The required output is the line containing "Would you please tag the hand" through the final line of the material below, printed exactly, with no other lines.
[start of INPUT MATERIAL]
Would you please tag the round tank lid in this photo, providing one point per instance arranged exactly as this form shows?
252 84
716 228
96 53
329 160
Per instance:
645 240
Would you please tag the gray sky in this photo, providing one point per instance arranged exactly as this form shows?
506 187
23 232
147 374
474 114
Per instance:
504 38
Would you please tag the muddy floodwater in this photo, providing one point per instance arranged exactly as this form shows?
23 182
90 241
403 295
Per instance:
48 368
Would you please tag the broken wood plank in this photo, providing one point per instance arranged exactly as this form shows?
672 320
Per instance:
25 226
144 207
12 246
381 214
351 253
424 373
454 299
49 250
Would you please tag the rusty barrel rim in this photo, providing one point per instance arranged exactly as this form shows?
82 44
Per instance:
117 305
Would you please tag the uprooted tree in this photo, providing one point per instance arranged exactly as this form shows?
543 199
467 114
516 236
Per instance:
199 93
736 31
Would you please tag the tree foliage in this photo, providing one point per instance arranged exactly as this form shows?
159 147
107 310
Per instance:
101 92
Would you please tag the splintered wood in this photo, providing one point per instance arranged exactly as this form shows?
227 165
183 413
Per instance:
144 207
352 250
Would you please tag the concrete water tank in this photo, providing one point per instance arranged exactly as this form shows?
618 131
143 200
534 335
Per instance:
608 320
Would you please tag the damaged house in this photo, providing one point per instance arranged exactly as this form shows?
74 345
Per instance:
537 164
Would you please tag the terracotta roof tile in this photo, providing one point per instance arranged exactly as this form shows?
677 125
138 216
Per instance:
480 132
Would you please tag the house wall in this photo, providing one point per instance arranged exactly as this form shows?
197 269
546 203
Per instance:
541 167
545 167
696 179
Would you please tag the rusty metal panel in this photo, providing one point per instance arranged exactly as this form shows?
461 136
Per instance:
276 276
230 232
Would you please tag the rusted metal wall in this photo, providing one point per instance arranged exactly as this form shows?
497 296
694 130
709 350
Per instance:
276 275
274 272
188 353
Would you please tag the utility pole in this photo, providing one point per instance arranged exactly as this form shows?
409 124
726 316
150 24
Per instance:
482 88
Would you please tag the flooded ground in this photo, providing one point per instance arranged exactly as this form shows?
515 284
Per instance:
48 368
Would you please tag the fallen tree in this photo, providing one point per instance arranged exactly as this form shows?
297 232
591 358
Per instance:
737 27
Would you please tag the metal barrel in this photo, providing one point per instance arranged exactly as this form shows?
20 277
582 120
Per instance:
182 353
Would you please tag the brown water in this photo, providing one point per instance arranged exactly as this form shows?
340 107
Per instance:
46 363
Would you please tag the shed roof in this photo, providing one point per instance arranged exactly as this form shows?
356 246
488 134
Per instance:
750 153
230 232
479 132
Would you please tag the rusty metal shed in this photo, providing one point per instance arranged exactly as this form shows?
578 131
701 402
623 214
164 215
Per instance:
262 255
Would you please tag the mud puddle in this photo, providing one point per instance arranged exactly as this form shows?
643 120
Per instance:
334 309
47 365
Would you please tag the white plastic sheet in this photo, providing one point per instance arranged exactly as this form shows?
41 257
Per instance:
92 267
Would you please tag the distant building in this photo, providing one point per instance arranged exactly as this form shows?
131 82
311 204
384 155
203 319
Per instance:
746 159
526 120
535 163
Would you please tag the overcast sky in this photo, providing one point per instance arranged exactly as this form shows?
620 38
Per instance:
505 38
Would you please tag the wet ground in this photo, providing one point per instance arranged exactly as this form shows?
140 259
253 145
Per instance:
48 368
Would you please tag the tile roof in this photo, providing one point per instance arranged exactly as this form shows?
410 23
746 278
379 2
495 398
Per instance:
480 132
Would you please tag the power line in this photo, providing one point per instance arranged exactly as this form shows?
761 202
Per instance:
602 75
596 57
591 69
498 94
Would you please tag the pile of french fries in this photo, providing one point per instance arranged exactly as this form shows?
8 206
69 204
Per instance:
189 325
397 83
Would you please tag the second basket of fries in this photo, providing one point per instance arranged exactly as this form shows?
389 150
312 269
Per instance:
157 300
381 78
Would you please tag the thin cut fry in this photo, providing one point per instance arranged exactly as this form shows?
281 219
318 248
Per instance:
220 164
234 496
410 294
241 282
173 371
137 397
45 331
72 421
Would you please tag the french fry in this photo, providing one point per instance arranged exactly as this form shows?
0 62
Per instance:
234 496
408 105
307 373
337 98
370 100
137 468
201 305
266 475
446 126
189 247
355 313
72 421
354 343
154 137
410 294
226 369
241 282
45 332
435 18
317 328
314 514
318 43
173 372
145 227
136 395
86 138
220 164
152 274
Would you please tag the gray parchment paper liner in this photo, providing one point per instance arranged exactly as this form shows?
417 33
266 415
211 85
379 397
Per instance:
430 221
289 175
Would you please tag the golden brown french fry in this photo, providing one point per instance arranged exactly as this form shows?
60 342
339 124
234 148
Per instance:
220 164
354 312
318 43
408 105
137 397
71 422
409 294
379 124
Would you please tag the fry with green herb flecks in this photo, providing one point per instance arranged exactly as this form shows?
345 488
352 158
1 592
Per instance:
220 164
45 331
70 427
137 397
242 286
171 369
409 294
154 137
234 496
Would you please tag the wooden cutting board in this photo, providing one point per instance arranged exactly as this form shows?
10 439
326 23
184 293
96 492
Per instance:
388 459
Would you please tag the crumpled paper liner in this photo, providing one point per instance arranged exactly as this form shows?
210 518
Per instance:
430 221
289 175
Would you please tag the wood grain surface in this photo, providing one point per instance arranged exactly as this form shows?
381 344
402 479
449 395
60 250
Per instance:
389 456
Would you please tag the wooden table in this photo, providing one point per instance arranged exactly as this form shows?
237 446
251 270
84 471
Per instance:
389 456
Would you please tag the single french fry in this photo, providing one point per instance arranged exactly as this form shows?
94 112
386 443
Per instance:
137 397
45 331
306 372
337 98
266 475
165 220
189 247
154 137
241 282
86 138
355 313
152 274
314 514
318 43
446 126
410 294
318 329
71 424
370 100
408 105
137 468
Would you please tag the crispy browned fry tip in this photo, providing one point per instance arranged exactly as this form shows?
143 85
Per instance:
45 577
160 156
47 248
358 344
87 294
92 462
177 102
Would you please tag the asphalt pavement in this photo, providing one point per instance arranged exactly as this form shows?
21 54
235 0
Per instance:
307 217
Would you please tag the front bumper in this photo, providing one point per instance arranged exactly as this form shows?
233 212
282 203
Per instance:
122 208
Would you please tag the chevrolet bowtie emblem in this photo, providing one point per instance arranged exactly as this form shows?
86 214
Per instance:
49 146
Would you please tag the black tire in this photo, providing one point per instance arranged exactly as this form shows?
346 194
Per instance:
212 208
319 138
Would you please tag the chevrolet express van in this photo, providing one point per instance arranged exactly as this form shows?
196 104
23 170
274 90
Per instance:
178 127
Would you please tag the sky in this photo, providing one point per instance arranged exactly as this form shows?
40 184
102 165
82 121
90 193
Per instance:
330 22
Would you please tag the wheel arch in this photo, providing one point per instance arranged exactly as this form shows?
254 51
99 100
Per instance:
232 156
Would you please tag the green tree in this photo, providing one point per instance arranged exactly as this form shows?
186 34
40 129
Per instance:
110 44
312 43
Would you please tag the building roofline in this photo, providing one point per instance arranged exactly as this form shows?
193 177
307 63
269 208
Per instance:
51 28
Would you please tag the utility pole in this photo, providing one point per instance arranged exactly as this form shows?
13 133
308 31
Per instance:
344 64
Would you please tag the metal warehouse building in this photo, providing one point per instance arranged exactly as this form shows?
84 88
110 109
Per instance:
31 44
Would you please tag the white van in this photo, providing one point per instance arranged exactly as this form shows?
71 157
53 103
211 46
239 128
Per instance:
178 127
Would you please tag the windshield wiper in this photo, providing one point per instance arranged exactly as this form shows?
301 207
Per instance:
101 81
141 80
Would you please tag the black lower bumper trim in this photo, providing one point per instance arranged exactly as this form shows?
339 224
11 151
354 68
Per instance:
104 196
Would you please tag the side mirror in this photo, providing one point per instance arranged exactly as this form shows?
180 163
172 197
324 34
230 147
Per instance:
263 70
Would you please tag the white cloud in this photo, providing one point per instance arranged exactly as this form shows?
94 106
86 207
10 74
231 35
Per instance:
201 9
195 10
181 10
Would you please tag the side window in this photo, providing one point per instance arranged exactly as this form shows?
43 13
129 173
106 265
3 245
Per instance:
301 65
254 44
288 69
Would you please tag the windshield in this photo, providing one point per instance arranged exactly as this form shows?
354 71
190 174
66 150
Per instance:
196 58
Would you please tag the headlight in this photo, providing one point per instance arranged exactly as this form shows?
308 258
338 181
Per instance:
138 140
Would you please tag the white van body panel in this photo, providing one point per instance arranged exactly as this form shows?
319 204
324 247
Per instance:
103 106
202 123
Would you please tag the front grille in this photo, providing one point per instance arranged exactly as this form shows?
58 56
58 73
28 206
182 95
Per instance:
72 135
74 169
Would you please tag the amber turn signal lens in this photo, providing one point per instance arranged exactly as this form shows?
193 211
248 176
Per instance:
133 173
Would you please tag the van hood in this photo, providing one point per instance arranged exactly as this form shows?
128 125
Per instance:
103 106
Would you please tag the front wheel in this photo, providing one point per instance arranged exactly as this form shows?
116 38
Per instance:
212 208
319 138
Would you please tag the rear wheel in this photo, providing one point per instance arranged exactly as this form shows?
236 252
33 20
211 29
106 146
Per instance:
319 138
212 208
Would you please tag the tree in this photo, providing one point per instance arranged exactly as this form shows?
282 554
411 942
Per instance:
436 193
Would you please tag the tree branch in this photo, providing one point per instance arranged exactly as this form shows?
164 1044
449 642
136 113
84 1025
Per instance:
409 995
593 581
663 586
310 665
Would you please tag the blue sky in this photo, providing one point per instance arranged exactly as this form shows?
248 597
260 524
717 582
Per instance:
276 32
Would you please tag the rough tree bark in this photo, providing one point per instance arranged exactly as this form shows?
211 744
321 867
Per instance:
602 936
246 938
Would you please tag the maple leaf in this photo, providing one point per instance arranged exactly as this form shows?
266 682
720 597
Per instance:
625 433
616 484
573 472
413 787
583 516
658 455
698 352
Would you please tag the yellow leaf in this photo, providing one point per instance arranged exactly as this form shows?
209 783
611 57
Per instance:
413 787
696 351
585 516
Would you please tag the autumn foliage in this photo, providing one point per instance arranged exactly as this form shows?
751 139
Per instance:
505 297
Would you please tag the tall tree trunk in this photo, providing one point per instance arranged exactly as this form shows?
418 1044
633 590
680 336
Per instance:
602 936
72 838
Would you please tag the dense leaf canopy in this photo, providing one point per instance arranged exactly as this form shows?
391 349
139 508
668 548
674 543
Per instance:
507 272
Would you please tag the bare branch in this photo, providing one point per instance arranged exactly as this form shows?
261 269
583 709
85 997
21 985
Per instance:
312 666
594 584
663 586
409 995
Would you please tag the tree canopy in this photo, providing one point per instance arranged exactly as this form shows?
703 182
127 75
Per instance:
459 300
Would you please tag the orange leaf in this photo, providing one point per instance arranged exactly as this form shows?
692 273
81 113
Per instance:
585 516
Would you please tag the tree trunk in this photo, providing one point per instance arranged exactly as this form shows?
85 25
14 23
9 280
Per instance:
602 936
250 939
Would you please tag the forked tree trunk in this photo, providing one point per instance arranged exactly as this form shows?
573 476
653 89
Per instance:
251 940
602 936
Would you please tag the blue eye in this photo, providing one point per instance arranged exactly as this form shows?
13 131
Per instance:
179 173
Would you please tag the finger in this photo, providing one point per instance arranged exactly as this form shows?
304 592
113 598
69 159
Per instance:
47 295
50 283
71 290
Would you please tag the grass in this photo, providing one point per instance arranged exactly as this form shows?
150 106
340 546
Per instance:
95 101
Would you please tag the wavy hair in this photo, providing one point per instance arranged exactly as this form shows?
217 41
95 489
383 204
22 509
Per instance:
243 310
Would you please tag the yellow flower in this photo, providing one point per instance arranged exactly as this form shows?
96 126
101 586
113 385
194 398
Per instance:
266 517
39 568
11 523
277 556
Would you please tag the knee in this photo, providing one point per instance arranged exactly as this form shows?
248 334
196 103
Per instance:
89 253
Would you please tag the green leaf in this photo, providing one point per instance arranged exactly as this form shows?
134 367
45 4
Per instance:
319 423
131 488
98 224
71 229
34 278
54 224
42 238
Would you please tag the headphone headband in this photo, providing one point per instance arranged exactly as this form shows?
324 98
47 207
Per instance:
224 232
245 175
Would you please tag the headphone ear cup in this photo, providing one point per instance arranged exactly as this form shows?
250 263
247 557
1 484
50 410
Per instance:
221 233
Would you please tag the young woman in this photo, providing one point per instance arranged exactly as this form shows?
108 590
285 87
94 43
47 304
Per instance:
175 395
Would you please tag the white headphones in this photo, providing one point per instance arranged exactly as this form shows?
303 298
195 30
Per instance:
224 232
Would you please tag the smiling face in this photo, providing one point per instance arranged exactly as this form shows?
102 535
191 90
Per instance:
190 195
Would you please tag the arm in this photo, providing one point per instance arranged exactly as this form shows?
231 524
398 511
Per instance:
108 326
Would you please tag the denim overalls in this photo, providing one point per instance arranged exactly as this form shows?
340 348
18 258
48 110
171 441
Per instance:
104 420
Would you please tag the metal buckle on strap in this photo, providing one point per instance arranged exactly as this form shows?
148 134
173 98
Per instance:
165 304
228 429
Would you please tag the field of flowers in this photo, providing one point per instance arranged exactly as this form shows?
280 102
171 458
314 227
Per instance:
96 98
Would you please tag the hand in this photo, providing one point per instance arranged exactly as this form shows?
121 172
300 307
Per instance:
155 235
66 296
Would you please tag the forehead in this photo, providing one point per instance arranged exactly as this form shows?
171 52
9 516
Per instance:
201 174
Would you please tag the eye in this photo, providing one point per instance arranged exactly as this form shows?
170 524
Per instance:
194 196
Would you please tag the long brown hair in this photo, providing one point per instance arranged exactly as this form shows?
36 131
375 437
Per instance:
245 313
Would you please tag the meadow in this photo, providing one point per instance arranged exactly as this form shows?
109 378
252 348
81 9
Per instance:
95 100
[end of INPUT MATERIAL]
TASK RESPONSE ▸
Would you please tag the hand in this photo, providing one point per instance arranged exactly as this form shows?
121 172
300 307
Per instance:
155 235
66 296
Would you please tag the forehead in this photo, providing one point per instance arranged exactly as this form shows?
171 52
9 516
Per instance:
201 174
Would you please tag the eye in this photo, providing one point per instance arranged exactly as this form shows?
170 524
Per instance:
194 196
Would you please tag the long brown hair in this photo, providing one point per instance arranged exactly as this form shows?
36 131
375 437
Per instance:
245 313
Would you please tag the meadow in this photo, providing one point per instance arranged exactly as this form shows?
109 378
252 348
81 9
Per instance:
95 100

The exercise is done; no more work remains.